-- Input start --

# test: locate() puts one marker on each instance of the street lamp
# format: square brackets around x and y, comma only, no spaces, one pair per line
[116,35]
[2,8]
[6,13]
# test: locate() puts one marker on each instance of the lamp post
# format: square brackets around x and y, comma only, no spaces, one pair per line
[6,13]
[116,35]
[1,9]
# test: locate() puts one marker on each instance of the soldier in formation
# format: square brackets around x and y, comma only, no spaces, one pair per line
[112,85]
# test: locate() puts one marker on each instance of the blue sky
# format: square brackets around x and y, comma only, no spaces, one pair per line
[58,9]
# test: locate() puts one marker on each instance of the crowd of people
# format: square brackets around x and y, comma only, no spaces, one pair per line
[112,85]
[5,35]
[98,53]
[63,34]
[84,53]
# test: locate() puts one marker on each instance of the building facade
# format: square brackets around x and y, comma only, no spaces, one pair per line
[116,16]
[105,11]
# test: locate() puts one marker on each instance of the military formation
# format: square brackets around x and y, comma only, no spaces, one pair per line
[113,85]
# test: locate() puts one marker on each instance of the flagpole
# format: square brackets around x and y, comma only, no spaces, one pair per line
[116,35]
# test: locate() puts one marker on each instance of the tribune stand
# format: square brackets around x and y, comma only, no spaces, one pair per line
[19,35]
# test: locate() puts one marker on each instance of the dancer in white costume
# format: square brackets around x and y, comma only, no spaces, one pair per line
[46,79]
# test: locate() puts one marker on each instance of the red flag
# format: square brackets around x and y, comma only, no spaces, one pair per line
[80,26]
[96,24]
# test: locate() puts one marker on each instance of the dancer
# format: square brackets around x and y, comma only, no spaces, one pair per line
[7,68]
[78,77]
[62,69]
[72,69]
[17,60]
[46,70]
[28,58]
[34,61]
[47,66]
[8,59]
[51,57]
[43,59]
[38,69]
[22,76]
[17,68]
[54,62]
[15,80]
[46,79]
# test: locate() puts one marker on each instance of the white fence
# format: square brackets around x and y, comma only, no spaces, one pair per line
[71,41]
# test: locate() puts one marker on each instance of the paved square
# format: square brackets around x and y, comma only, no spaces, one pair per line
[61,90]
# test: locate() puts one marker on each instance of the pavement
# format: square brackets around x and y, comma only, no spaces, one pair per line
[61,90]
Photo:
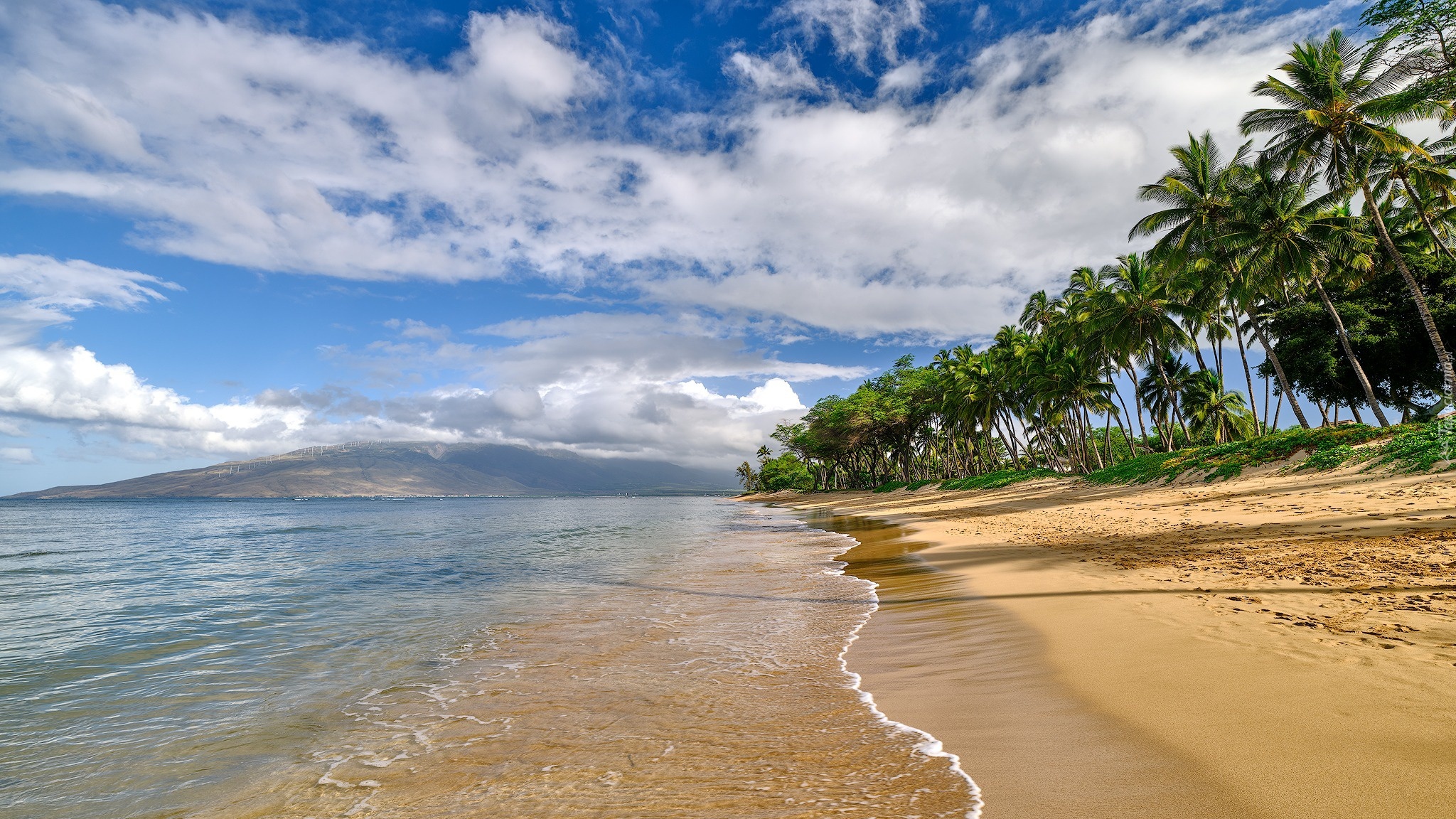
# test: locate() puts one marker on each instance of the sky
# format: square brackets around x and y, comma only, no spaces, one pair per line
[626,228]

-- Input end --

Requirement: Repeat the lines of the records verbatim, starting at the line containing "of the flagpole" and stopping after the final line. Images stay out.

Reply to the exercise:
# test: locate() puts one marker on each instance of the flagpole
# format: square brackets around x and y, comma only, no spaces, one pair per line
[116,35]
# test: locate() puts one marker on each instance of the tribune stand
# format: square brackets around x and y, comma only, no spaces, one pair per line
[19,35]
# test: locate() puts one marker on each instance of the dancer in white costume
# format: square brackets around x and y, comma only, no spaces, one pair per line
[46,79]
# test: locate() puts one marker on each instance of the red flag
# format: square brackets around x and y, comma only, no spaces, one pair per line
[80,26]
[96,24]
# test: locate() puts one marker on each instance of the dancer
# format: square brackets around x and y, comma only, no spaces, one pair per line
[7,68]
[78,77]
[62,69]
[72,69]
[17,60]
[46,70]
[28,58]
[34,61]
[47,66]
[8,59]
[51,57]
[43,59]
[38,69]
[22,76]
[17,68]
[54,62]
[15,80]
[46,79]
# test: locate() puts one marker on each instance of the white fence
# format: square brackets around x and y, comma only, no spaces, one pair per line
[71,41]
# test: locate() puts one marker on each instance of the paved square
# format: square brackets around x and y, comma only, no spaces, one pair per line
[61,90]
# test: locate() puts one marker on each instance of the pavement
# format: square brackets around x and y, comma only, no spaces, one pair per line
[61,90]
Photo:
# test: locate() puts one marker on each instance of the sky
# format: square brackets around x and y, comma only, no spaces, one pair per line
[626,228]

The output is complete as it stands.